↓↓↓

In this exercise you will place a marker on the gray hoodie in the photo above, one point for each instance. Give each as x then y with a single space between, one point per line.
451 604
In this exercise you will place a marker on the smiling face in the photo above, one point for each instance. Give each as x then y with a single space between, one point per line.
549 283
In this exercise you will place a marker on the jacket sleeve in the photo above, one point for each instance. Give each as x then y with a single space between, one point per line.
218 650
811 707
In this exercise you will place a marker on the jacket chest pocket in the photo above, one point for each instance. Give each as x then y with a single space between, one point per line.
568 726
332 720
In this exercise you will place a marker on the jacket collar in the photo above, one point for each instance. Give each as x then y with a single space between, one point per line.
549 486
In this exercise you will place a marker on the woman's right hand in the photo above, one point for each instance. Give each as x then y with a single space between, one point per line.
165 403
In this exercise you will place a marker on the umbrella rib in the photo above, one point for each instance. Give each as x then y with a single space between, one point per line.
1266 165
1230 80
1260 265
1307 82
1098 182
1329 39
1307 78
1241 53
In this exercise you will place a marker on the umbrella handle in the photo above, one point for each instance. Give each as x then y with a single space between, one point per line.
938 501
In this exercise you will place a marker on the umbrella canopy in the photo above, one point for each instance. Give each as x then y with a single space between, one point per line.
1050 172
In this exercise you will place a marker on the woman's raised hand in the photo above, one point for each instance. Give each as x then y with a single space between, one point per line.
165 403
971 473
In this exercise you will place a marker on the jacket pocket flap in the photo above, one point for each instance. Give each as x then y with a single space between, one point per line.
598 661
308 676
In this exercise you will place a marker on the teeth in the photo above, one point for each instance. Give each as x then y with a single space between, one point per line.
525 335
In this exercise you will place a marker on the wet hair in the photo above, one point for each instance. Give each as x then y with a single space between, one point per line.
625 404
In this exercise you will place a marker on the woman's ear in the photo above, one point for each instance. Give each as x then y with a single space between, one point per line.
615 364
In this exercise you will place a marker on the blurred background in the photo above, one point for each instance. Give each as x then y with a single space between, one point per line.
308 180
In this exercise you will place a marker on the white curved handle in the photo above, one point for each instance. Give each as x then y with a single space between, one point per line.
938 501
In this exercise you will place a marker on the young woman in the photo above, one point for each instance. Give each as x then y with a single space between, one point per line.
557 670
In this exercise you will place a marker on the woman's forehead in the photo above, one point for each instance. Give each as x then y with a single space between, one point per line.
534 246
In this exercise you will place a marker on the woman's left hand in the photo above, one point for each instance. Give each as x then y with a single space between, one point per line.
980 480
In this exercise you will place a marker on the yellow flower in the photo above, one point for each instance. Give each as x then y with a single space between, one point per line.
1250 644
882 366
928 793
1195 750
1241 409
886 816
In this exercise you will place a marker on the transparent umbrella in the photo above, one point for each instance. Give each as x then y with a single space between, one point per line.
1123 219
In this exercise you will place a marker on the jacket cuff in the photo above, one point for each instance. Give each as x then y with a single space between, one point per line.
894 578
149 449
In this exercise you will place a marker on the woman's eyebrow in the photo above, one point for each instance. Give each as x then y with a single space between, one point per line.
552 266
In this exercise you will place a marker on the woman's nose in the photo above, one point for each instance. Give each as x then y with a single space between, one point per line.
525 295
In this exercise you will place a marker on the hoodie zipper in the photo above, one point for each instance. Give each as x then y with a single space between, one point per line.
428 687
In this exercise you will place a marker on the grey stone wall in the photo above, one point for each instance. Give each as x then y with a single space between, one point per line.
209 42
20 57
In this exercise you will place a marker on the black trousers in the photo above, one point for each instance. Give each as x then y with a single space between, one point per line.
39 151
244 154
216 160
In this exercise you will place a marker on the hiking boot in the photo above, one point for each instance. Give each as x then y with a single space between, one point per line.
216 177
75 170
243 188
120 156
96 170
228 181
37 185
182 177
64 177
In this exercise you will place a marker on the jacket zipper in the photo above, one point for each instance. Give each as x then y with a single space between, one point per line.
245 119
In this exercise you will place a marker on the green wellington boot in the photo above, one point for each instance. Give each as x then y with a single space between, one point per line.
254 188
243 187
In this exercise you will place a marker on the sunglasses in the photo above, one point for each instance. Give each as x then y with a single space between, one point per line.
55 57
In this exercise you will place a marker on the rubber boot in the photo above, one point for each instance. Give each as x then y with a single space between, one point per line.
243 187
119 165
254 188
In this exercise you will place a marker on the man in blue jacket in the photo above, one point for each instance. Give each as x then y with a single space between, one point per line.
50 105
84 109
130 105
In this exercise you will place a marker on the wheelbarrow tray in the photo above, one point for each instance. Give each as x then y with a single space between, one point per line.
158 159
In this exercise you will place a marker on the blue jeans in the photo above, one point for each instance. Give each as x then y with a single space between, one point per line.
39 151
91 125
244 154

↑↑↑
↓↓↓

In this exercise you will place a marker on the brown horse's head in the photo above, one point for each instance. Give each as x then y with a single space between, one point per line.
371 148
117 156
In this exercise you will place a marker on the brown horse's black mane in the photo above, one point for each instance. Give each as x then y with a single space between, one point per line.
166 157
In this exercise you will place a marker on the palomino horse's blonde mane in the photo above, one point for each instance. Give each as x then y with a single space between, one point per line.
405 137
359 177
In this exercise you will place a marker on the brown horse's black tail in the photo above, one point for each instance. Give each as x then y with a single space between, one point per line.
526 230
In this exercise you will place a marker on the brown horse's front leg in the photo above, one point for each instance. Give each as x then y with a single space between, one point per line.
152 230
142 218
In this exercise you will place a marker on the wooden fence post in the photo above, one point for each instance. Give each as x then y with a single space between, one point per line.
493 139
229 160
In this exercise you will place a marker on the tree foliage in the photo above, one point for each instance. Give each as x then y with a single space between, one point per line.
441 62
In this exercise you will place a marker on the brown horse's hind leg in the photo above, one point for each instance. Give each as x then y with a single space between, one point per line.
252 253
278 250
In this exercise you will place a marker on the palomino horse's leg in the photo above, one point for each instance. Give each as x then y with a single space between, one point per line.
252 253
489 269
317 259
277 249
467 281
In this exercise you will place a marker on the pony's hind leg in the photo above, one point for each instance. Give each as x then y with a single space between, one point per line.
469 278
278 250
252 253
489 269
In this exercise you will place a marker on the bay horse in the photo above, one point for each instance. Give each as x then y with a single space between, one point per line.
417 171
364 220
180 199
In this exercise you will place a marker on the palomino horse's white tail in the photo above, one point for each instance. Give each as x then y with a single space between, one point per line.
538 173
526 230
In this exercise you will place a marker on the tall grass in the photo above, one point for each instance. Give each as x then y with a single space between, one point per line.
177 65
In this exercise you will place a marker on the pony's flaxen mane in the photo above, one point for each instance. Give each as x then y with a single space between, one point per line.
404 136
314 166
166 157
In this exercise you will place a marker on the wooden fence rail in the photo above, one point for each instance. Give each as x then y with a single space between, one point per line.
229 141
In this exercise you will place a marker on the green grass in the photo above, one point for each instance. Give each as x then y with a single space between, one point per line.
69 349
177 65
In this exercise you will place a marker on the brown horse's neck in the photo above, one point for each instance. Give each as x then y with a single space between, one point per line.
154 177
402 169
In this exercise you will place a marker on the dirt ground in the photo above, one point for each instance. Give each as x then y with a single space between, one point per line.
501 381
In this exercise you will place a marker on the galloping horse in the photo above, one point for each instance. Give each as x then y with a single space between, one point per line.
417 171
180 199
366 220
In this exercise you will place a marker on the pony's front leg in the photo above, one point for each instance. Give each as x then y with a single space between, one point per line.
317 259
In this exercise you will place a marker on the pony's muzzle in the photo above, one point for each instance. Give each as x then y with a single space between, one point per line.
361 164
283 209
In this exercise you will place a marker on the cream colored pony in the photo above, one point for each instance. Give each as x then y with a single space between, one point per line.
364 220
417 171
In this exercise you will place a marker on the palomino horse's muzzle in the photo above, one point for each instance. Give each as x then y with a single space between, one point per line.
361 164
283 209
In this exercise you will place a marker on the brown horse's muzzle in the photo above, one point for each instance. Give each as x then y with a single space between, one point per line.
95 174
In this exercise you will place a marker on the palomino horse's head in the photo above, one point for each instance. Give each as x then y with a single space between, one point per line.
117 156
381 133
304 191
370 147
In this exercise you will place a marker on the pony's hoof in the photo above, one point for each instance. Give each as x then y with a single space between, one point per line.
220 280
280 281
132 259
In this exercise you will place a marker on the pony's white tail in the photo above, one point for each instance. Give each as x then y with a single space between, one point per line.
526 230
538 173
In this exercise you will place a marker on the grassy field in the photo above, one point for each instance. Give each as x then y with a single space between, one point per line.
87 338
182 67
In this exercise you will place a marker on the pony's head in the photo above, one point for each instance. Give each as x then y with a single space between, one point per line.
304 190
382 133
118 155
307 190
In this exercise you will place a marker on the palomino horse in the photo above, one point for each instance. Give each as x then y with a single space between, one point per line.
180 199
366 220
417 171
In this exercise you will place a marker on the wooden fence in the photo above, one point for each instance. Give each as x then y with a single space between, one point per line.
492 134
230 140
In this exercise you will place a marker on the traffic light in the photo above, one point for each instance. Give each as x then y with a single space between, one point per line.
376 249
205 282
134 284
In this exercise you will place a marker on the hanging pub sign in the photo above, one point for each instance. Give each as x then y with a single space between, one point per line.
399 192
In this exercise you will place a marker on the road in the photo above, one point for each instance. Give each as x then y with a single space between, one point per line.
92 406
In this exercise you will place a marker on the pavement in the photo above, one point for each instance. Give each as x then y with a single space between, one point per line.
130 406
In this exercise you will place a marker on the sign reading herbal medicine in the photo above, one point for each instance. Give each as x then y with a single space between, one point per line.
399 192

↑↑↑
↓↓↓

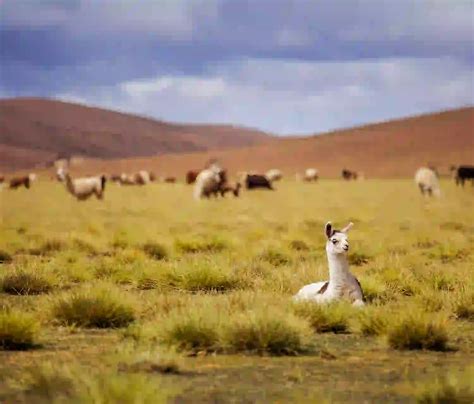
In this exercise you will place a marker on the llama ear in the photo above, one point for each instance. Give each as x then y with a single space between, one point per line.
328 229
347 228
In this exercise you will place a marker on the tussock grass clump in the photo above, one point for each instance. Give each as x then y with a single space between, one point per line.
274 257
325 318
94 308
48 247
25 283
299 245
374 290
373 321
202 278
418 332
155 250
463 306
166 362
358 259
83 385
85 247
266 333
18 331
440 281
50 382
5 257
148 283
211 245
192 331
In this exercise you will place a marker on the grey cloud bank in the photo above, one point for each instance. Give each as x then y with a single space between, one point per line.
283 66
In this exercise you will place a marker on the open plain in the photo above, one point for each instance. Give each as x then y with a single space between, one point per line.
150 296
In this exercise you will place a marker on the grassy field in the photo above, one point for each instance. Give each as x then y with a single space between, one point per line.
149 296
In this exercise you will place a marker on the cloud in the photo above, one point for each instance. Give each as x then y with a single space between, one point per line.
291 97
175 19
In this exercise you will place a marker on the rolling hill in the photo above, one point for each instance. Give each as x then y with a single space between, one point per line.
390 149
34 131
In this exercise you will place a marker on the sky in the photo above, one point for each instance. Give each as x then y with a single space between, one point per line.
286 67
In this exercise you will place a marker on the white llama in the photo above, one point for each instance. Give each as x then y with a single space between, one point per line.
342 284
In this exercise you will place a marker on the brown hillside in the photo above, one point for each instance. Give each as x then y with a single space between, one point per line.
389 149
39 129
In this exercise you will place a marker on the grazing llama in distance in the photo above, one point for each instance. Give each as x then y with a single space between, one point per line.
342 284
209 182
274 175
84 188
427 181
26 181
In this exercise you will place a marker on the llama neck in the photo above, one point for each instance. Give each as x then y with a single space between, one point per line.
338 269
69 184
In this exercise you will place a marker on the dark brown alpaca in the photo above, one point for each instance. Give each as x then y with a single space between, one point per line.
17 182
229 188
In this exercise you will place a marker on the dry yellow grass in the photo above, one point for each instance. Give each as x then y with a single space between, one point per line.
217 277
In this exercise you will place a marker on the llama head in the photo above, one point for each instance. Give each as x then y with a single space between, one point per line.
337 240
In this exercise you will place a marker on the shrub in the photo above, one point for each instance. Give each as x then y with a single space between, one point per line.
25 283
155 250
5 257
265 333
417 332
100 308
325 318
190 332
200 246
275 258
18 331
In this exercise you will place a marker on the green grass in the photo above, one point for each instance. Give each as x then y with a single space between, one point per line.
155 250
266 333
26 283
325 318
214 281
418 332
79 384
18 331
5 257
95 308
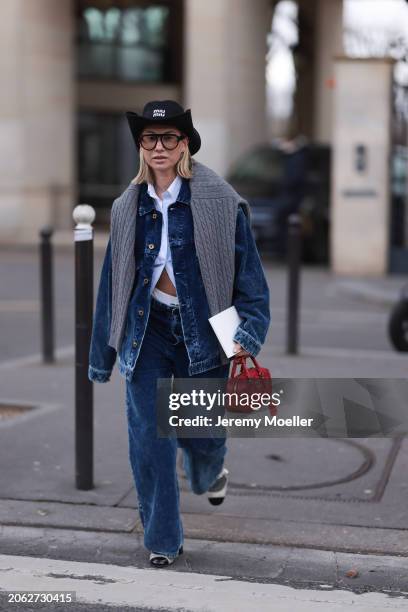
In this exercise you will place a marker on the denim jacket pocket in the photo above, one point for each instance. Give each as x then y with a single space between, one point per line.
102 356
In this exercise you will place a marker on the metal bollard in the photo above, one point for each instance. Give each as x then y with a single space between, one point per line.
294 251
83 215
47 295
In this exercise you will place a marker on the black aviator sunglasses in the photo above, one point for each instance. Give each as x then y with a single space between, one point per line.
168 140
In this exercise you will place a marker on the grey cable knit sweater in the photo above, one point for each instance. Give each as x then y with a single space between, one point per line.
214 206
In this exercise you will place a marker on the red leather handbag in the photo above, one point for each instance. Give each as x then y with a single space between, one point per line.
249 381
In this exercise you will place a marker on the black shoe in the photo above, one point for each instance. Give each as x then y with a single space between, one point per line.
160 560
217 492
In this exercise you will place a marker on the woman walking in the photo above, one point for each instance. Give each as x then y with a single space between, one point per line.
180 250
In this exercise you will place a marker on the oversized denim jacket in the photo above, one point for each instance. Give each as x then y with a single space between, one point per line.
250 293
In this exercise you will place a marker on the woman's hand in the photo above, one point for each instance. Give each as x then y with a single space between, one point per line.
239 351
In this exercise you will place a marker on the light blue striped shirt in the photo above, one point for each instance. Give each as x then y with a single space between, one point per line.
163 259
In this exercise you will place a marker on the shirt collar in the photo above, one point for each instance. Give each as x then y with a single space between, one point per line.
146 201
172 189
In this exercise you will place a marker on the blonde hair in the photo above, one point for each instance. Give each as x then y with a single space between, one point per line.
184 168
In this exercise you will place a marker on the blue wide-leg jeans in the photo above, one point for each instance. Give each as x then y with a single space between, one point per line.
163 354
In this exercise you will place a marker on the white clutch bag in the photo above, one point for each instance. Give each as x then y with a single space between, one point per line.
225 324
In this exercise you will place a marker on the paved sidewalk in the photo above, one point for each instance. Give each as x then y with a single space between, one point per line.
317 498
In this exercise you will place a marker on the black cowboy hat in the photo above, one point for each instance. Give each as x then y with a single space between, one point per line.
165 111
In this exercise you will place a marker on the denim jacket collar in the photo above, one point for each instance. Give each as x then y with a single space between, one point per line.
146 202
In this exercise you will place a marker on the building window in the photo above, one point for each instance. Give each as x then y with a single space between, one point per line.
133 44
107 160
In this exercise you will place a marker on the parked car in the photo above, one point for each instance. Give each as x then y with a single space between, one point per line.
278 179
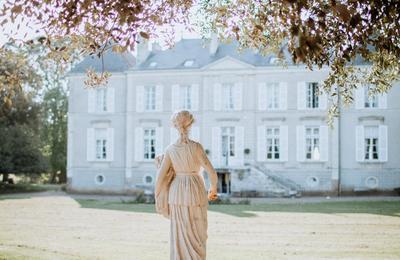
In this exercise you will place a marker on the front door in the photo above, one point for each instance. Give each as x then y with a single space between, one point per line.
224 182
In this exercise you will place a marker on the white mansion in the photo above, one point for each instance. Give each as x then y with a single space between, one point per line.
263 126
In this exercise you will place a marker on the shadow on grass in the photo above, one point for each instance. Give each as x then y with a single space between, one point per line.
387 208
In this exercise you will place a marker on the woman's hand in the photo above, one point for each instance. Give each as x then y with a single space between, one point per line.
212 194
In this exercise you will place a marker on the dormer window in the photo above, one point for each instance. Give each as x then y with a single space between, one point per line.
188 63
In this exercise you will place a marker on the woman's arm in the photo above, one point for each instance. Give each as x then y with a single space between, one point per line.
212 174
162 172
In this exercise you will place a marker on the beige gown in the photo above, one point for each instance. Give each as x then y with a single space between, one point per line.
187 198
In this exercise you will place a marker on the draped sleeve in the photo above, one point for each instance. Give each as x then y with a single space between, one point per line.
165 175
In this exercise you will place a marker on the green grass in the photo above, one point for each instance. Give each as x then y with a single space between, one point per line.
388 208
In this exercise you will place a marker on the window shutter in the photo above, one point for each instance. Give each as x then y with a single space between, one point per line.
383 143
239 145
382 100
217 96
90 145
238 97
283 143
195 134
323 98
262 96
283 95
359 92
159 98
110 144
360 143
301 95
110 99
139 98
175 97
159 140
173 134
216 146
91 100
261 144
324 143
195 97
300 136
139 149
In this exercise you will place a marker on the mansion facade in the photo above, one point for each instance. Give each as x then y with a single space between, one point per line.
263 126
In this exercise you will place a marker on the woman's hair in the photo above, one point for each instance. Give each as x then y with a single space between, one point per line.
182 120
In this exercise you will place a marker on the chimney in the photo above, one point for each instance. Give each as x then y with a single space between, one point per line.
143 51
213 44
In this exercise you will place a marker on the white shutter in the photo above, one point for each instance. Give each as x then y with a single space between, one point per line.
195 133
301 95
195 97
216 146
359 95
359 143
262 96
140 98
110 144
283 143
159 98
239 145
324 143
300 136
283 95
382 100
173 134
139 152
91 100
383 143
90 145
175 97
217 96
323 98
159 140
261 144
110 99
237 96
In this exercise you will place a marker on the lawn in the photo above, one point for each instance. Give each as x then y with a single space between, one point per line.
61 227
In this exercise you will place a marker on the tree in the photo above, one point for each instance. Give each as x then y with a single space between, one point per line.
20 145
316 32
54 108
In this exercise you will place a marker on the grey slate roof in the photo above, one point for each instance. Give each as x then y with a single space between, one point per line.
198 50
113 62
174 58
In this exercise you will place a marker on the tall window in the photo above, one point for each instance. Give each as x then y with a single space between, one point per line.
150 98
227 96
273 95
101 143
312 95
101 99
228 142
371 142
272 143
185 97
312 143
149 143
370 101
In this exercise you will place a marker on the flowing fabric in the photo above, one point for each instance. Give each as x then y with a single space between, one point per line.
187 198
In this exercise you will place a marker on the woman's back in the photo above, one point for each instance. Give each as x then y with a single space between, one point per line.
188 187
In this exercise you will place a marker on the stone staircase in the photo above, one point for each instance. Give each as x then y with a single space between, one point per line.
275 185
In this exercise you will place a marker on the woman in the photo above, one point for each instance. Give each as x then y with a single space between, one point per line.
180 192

↑↑↑

Challenge >>
Locate every line of the records above that contains the string "window" and copy each one out in full. Case matters, so a match must have the same uppercase and lowercase letters.

Answer in full >>
In this exercise you will place a marker on the building window in the photo above, one point for each instance. Give each as x then y with a single space between, one point per line.
In this exercise you will place a marker on the dormer window in the photo above, one point for each instance. Give each as x then y with a single space between, one point per line.
In this exercise you will place a marker on the window shutter in the photo above, one point for each instance. Give each as x then y with a single space between, one point per line.
In this exercise you will place a marker on the tall window in the photo above, one point for each instance. Give each as x then y with a single space between, one point per line.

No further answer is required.